__Problem to solve__
Below are some entries; can you quote all of them exactly?

__Items__
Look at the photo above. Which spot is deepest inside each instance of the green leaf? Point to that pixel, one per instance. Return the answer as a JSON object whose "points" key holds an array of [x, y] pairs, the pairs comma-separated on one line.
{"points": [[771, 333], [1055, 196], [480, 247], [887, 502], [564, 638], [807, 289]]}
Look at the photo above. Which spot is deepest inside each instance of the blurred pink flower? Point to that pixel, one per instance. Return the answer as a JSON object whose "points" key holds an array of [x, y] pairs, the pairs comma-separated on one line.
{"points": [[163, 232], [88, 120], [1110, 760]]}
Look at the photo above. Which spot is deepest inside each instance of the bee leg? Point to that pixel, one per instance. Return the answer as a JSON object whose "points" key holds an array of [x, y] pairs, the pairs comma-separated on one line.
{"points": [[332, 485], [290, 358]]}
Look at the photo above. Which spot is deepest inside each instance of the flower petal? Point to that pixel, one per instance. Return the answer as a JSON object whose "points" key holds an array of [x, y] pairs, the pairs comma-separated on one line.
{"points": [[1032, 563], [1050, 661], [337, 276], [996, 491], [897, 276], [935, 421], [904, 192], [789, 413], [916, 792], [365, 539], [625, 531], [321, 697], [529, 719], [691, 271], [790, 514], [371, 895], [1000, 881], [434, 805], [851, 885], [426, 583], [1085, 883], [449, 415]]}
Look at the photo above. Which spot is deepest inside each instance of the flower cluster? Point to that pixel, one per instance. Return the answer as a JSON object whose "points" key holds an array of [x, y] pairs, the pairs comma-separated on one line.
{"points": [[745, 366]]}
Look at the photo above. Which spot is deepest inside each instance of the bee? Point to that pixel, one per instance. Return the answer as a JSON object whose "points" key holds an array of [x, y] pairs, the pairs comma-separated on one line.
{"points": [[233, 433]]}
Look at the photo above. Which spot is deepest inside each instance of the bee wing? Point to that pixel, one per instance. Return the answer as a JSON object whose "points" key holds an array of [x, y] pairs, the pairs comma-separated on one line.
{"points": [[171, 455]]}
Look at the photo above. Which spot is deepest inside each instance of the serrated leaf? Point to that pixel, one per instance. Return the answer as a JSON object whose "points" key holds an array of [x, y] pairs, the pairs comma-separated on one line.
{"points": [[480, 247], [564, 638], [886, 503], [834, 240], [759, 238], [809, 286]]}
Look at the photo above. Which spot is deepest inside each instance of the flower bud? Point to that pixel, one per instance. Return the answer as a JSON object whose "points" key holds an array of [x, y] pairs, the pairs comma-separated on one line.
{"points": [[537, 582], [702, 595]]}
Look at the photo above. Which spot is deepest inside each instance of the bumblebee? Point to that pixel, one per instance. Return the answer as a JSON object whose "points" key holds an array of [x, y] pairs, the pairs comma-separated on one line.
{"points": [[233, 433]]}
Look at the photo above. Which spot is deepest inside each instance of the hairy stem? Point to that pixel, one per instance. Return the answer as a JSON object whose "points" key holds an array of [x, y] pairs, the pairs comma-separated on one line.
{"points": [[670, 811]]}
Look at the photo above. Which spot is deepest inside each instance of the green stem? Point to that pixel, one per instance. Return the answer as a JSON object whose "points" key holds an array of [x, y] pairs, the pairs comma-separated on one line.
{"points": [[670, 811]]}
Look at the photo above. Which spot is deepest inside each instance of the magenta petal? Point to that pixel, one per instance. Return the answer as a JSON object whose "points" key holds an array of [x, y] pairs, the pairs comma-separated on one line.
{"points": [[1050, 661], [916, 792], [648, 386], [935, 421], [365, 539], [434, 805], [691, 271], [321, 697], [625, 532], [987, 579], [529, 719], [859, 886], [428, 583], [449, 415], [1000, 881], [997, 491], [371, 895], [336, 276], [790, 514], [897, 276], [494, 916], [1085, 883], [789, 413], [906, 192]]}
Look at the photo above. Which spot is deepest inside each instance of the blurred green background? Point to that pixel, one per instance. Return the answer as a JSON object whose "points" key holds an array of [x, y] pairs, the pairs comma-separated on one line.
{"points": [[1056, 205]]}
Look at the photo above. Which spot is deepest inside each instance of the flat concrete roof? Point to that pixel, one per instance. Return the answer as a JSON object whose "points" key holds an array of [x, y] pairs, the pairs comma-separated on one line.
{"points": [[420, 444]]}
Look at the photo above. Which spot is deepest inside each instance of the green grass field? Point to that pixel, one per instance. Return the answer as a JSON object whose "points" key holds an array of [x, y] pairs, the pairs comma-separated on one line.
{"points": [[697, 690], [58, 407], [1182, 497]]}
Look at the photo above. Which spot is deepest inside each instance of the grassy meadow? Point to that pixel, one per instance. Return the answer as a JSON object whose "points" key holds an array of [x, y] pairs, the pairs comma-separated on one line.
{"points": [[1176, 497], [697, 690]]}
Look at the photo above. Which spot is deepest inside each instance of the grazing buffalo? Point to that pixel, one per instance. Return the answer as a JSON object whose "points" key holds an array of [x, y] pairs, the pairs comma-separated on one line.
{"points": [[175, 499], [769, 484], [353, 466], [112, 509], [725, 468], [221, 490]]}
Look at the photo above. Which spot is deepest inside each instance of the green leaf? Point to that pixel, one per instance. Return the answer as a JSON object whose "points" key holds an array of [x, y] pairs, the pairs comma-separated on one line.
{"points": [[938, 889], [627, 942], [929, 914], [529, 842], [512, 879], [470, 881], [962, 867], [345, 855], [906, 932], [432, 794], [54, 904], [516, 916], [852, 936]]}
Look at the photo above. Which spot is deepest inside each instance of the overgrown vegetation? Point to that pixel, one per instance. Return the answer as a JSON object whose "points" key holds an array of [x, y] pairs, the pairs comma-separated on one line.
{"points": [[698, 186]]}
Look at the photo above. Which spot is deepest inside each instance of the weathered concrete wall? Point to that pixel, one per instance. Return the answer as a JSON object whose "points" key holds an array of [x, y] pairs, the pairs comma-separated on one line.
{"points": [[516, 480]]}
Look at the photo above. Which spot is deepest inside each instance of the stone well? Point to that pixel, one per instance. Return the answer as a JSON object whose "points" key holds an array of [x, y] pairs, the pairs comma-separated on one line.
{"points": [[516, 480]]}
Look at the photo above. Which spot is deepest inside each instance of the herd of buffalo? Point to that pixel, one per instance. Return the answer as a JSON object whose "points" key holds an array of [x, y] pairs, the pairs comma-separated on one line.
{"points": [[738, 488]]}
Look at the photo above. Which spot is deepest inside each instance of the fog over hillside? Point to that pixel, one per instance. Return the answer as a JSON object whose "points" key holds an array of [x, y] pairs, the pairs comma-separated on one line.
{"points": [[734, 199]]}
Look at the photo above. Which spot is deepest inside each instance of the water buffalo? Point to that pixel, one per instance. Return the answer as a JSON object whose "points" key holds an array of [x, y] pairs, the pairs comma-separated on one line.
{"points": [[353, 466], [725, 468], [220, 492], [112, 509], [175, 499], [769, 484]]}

__Solution to this problem__
Look at the photo above. Which spot is deepest inside each instance of the green leaf? Point to that pixel, one per instance. Return the answer as a JSON object whose "points" key holds an array of [x, y] pairs, the pairs comma-separated on one line.
{"points": [[771, 333], [1055, 196], [480, 247], [887, 502], [564, 638], [807, 289]]}
Look at the photo above. Which spot is deepest inside each instance of the blurred pink flower? Point to that pixel, one per instance. Return the answer as a JSON object whose "points" key holds an array of [x, y] pairs, the pairs comma-separated on one line.
{"points": [[163, 232], [88, 120], [1110, 760]]}
Look at the photo above. Which spot is deepest inside each instance of the bee leg? Point to that pixel, one per instance. Return the answer as a JSON object whose "points" key holds an array of [x, y] pairs, the pairs comma-separated on one line.
{"points": [[332, 485], [290, 358]]}
Look at the photo above. Which spot is deepest inside each instance of the flower petal? Point to that pixel, one per instance. Return the answer as a JSON object whose "points" key holds an array of [x, y] pairs, the pairs comma-separated on one line.
{"points": [[1032, 563], [1050, 661], [337, 276], [996, 491], [897, 276], [935, 421], [904, 192], [789, 413], [916, 792], [365, 539], [625, 531], [321, 697], [529, 719], [691, 271], [790, 514], [371, 895], [1000, 881], [434, 805], [851, 885], [426, 583], [1085, 883], [449, 415]]}
Look at the photo above. Which spot is deepest inside each instance of the flower cluster? Point to that pixel, one per instance. Return the answer as a JSON object whose "points" key holds an array of [x, y] pairs, the pairs comma-separated on one line.
{"points": [[745, 366]]}
Look at the photo above. Which spot is deepest inside each instance of the bee? Point to that pixel, one per instance. Return the answer as a JSON object whose "points" key holds an array of [x, y] pairs, the pairs comma-separated on one line.
{"points": [[233, 433]]}
Look at the photo above. Which spot is deepest inside each instance of the bee wing? Point to that pixel, one per instance. Return the answer as a JSON object whose "points" key holds an array of [x, y] pairs, the pairs comma-separated on one line.
{"points": [[171, 455]]}
Look at the photo above. Which spot is deepest inside each instance of the serrated leaf? Point to that pixel, one per instance. Return the answer as a JSON object whose "points" key holds an array of [x, y] pairs, the pairs comma-separated on one line.
{"points": [[480, 247], [564, 638], [886, 503], [834, 240], [759, 238], [809, 286]]}
Look at the photo above. Which spot is deepest inside each instance of the flower bud? Point to that pixel, one per instance. Return the answer as a JSON object whose "points" key holds an array of [x, y] pairs, the pairs comma-separated on one line.
{"points": [[537, 582], [702, 595]]}
Look at the photo above. Which spot is deepest inside each instance of the bumblebee? Point to that pixel, one per instance. Return the answer as a JSON object whose "points" key holds an array of [x, y] pairs, the pairs comma-separated on one line.
{"points": [[233, 433]]}
Look at the photo above. Which spot is deepest inside each instance of the hairy stem? Point to that pixel, one per instance. Return the answer as a JSON object whose "points" key holds an array of [x, y] pairs, the pairs comma-separated on one line.
{"points": [[670, 811]]}
Look at the photo above. Which spot is deepest inside each instance of the green stem? Point to that pixel, one per instance. Return the answer as a JSON object whose "points" key holds an array of [x, y] pairs, the pairs comma-separated on one line.
{"points": [[670, 811]]}
Look at the photo above. Which spot is deepest inside each instance of the magenta petal? Point to that pixel, one per instance. Return the answer as a JSON object whose "points" key holds an array of [x, y] pairs, the pairs comma-separated on one line.
{"points": [[1050, 661], [916, 792], [648, 386], [935, 421], [365, 539], [434, 805], [691, 271], [321, 697], [625, 532], [987, 579], [529, 719], [859, 886], [428, 583], [449, 415], [1000, 881], [997, 491], [371, 895], [336, 276], [790, 514], [897, 276], [494, 916], [1085, 883], [789, 413], [906, 192]]}
Look at the photo above. Which spot is deepest inside each instance of the blurred green background? Point to that pixel, one per instance. Return the answer as a JSON object whose "points" key holds an array of [x, y] pairs, the pairs comma-separated on one line.
{"points": [[1056, 205]]}
Look at the photo above. Which spot is deepest inside each instance of the flat concrete roof? Point to that pixel, one per instance. Return the answer as a JSON object whose "points" key holds an array of [x, y] pairs, the pairs comma-separated on one line.
{"points": [[420, 444]]}
Look at the photo above. Which spot is deepest inside each instance of the green grass field? Point to that pixel, one per instance. Return the answer as a JSON object whose "points" key holds an array of [x, y] pairs, the pairs comma-separated on one line.
{"points": [[697, 690], [58, 407], [1182, 497]]}
Look at the photo above. Which spot is deepest inside each instance of the grassy meadow? Point to that pixel, one per instance. Return the answer as a JSON object whose "points" key holds an array of [x, y] pairs, the pairs comma-separated on one line.
{"points": [[1176, 497], [697, 690]]}
Look at the photo above. Which spot is deepest inside each instance of the grazing buffalo? Point to that pixel, one per instance. Return the answer as a JSON object whose "points" key holds an array of [x, y] pairs, the pairs comma-separated on one line.
{"points": [[175, 499], [769, 484], [353, 466], [112, 509], [725, 468], [221, 490]]}
Look at the photo above. Which spot is deepest inside each instance of the green leaf? Point to that pixel, one per instance. Return the answer as a JSON object whose "points" key holds an array of [x, y] pairs, the pairs comma-separated on one line.
{"points": [[938, 889], [627, 942], [929, 914], [529, 842], [512, 879], [470, 881], [962, 867], [345, 855], [906, 932], [432, 794], [54, 904], [516, 916], [852, 936]]}
Look at the photo above. Which spot is deepest inside each instance of the overgrown vegetation? Point to that pixel, one per instance. Return the answer as a JSON object whose "points" key holds an array of [x, y] pairs, the pairs comma-separated on one line.
{"points": [[698, 186]]}
Look at the photo above. Which spot is deepest inside each instance of the weathered concrete wall? Point to that pixel, one per instance. Return the answer as a JSON object whose "points" key holds an array of [x, y] pairs, the pairs comma-separated on one line.
{"points": [[516, 480]]}
Look at the photo above. Which spot is deepest inside each instance of the stone well? Point to that pixel, one per instance. Return the answer as a JSON object whose "points" key holds an array of [x, y] pairs, the pairs comma-separated on one line.
{"points": [[516, 480]]}
Look at the photo above. Which spot is deepest inside each instance of the herd of buffalo? Point to that pixel, one per instance. Return the answer as a JSON object whose "points" key holds an array of [x, y] pairs, the pairs comma-separated on one line.
{"points": [[738, 488]]}
Look at the photo above. Which spot is deepest inside each instance of the fog over hillside? Point to that pixel, one per instance. Return the answer as a JSON object whose "points" key holds an array of [x, y] pairs, the pairs comma-separated on one line.
{"points": [[734, 199]]}
Look at the photo above. Which spot is deepest inside each instance of the water buffalo? Point to that pixel, one per instance. Return the answer as a JSON object whose "points" key holds an array of [x, y] pairs, the pairs comma-separated on one line.
{"points": [[353, 466], [725, 468], [220, 492], [112, 509], [175, 499], [769, 484]]}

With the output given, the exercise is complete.